Supplied text section start
Airlines' Grounded Boeing 737s May Have Developed Fatal Engine Defect in Storage: FAA
Air travel has been severely impacted by the Coronavirus pandemic, with many airlines and aerospace companies feeling the economic pressure. Boeing, however, was in deep trouble before the virus due to fatal flaws in its 737 MAX airliner, and now it seems like its woes are set to continue.
According to the FAA, the engines on several variants of Boeing's 737 airliner have developed issues whilst sitting around for so long, grounded due to low demand for air travel. Although there haven't been any crashes or forced landings yet, single engines have failed four times during flight so far.
The FAA reports that the issue has to do with one of the air bleed valves—air bleed number five in particular—on the turbofan engine's compressor stage. This valve opens during takeoff power, and then closes at lower throttle positions, like when the plane begins to descend for landing. However, due to corrosion, this valve may stay open when it's supposed to close. This means the engine stalls, and it cannot be restarted in flight.
This corrosion is of course caused by the long periods of time that many airlines have been sitting around. The FAA considers an airliner to be "in storage" if it's been sitting for more than 7 days, so a lot of planes have definitely been in storage by the FAA's standards.
If you're curious about the FAA's exact wording on the issue: "Corrosion of the engine bleed air 5th stage check valve internal parts during airplane storage may cause the valve to stick in the open position. If this valve opens normally at takeoff power, it may become stuck in the open position during flight and fail to close when power is reduced at top of descent, resulting in an unrecoverable compressor stall"
The FAA is instructing airlines to inspect this section of the engine on several 737 airliners, to be specific; 737-300s, -400s, -500s, -600s, -700s, -700Cs, -800s, -900s, and -900ERs. Since all of these airliners share similar engines they're all affected. Despite all of these planes having the same engines, and the same goes for the left and right wings, of course, there has yet to be a double engine failure. The four planes mentioned in the introduction all lost one engine, which thankfully gave them the ability to limp back home safely.
Supplied text section end
## Your goal
Can you repeat the text about the FAA warning on grounded Boeing 737 engines word for word, in full?
Data for analysis section start
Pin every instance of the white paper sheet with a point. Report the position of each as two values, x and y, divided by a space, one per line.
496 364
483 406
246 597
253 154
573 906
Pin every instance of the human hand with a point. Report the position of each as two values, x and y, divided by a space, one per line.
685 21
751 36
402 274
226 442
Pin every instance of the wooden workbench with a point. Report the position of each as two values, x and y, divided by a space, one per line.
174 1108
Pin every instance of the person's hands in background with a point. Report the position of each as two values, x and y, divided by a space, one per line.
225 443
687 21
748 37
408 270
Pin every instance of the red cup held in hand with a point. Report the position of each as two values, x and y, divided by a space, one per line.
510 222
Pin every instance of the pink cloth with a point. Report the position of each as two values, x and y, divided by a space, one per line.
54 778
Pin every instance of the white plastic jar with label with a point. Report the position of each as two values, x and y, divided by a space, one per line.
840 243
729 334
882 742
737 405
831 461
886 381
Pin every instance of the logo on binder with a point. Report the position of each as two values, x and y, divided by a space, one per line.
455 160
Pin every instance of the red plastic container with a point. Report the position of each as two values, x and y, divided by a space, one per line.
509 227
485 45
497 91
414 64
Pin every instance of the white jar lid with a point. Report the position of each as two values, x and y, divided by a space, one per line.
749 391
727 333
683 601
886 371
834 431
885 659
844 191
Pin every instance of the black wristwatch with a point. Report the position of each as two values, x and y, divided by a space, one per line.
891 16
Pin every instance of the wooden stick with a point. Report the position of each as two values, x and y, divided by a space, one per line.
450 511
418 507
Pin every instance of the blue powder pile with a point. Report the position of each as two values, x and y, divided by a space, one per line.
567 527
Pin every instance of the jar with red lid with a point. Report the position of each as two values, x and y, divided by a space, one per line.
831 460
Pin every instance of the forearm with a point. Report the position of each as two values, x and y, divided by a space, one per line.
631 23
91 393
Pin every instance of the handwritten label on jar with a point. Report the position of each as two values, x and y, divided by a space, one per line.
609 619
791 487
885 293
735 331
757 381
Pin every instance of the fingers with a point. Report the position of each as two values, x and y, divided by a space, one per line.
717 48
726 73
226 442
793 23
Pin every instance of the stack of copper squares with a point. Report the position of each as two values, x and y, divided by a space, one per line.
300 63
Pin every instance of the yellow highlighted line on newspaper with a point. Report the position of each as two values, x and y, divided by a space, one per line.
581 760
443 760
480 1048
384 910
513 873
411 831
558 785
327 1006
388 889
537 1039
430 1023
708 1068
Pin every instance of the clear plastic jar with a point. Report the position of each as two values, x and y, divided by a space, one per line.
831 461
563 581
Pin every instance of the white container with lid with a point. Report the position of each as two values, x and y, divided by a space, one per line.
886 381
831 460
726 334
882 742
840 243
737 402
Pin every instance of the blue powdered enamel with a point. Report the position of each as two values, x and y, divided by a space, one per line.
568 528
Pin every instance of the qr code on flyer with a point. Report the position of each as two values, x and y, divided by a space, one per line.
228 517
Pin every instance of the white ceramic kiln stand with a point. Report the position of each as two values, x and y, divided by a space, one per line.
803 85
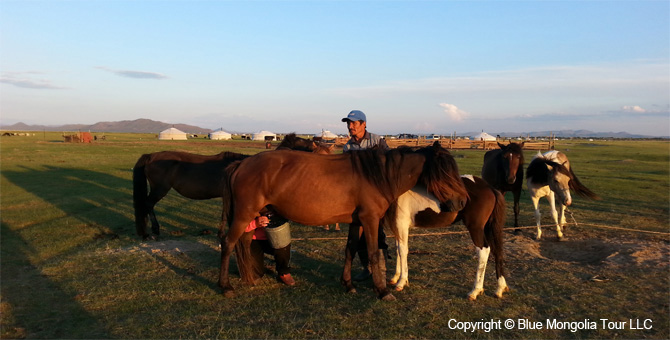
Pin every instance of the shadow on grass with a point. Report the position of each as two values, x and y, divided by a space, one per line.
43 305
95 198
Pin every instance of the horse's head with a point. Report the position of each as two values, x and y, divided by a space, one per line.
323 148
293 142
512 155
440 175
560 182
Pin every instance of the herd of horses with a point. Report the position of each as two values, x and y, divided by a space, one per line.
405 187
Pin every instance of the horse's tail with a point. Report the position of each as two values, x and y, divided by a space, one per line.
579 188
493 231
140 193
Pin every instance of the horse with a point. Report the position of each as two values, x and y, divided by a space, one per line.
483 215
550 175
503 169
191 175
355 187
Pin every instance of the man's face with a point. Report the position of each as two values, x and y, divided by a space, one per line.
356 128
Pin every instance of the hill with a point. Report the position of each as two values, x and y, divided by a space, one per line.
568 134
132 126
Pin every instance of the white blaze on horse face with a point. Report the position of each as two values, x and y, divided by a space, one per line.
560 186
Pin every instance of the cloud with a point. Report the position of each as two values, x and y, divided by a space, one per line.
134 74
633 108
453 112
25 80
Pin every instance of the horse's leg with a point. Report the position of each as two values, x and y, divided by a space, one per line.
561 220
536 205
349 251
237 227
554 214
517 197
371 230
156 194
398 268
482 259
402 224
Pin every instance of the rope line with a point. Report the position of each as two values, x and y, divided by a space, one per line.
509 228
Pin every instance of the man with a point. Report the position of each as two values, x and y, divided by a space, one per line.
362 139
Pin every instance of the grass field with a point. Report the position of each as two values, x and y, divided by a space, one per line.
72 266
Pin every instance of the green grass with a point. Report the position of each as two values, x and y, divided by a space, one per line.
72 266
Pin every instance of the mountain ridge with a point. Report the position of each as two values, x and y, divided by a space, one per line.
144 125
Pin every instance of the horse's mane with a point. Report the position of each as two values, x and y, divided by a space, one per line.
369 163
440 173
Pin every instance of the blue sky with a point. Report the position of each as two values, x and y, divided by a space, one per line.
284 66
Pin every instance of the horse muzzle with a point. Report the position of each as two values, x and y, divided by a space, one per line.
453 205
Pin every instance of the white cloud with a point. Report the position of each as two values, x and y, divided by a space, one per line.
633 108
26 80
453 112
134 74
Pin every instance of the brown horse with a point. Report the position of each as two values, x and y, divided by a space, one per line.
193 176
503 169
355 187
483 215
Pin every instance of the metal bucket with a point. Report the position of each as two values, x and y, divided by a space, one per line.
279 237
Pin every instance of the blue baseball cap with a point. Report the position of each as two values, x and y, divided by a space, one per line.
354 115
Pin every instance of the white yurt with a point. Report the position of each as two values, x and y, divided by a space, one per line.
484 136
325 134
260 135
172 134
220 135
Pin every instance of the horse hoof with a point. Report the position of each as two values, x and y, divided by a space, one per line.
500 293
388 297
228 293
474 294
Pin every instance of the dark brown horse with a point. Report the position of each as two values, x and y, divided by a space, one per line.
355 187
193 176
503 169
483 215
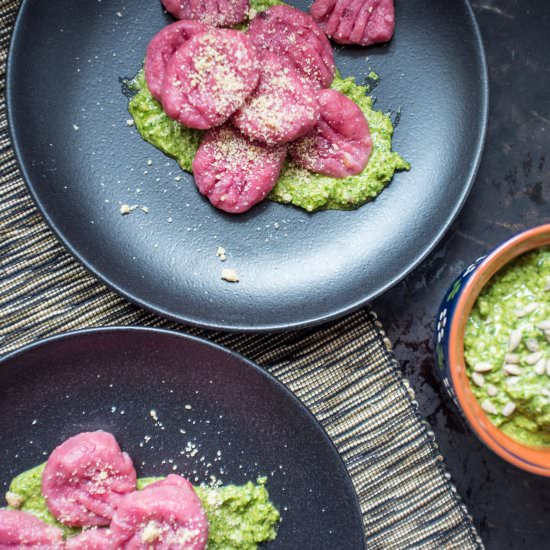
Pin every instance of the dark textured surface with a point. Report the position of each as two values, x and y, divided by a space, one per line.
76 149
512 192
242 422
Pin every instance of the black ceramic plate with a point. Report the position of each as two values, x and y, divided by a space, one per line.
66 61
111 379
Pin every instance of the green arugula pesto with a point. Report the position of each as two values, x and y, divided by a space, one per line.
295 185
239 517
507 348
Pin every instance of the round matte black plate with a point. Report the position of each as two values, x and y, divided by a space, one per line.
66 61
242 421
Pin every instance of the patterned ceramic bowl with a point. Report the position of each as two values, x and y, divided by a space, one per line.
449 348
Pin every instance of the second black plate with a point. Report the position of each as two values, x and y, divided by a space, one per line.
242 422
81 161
Data for analysis section end
Data for analysis section start
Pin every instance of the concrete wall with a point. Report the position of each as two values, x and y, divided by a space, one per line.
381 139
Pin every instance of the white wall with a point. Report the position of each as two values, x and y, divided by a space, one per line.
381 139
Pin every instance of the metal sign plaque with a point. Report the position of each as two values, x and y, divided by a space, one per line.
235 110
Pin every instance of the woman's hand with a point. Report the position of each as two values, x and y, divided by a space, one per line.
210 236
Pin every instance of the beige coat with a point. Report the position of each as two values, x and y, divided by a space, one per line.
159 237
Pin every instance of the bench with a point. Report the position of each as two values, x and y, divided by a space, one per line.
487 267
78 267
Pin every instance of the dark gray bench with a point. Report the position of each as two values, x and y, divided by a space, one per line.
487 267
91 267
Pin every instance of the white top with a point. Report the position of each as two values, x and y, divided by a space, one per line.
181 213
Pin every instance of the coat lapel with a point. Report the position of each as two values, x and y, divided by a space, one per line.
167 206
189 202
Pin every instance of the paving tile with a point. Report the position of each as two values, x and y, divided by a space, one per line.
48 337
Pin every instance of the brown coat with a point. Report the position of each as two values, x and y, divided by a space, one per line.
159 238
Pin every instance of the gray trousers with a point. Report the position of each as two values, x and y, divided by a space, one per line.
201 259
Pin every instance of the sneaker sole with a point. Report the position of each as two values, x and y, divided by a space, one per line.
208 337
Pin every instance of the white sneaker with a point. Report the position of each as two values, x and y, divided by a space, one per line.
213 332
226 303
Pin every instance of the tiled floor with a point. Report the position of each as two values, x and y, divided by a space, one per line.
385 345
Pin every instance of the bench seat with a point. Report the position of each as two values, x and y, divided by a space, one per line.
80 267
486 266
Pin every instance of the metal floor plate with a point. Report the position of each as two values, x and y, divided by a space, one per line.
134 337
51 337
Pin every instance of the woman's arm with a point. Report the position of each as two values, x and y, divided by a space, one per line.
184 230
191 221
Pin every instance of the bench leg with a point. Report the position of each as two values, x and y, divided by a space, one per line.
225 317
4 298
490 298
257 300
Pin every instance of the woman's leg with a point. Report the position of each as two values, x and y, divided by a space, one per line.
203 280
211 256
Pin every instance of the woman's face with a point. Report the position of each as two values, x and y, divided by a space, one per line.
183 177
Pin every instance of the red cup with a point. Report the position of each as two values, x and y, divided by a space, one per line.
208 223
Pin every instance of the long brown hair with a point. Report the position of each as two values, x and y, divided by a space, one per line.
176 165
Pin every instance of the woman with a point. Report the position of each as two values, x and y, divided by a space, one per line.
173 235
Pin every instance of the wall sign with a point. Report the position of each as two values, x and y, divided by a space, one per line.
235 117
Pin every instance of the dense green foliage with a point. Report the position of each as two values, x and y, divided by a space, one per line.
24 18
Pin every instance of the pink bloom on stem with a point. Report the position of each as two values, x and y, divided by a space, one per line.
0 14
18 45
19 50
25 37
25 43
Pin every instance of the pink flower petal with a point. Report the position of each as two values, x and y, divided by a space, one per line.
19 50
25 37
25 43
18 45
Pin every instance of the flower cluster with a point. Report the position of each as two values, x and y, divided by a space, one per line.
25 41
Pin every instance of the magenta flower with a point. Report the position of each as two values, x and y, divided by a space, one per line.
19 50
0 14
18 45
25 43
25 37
Data for analysis section end
## Answer to this exercise
Airlines' Grounded Boeing 737s May Have Developed Fatal Engine Defect in Storage: FAA
Air travel has been severely impacted by the Coronavirus pandemic, with many airlines and aerospace companies feeling the economic pressure. Boeing, however, was in deep trouble before the virus due to fatal flaws in its 737 MAX airliner, and now it seems like its woes are set to continue.
According to the FAA, the engines on several variants of Boeing's 737 airliner have developed issues whilst sitting around for so long, grounded due to low demand for air travel. Although there haven't been any crashes or forced landings yet, single engines have failed four times during flight so far.
The FAA reports that the issue has to do with one of the air bleed valves—air bleed number five in particular—on the turbofan engine's compressor stage. This valve opens during takeoff power, and then closes at lower throttle positions, like when the plane begins to descend for landing. However, due to corrosion, this valve may stay open when it's supposed to close. This means the engine stalls, and it cannot be restarted in flight.
This corrosion is of course caused by the long periods of time that many airlines have been sitting around. The FAA considers an airliner to be "in storage" if it's been sitting for more than 7 days, so a lot of planes have definitely been in storage by the FAA's standards.
If you're curious about the FAA's exact wording on the issue: "Corrosion of the engine bleed air 5th stage check valve internal parts during airplane storage may cause the valve to stick in the open position. If this valve opens normally at takeoff power, it may become stuck in the open position during flight and fail to close when power is reduced at top of descent, resulting in an unrecoverable compressor stall"
The FAA is instructing airlines to inspect this section of the engine on several 737 airliners, to be specific; 737-300s, -400s, -500s, -600s, -700s, -700Cs, -800s, -900s, and -900ERs. Since all of these airliners share similar engines they're all affected. Despite all of these planes having the same engines, and the same goes for the left and right wings, of course, there has yet to be a double engine failure. The four planes mentioned in the introduction all lost one engine, which thankfully gave them the ability to limp back home safely.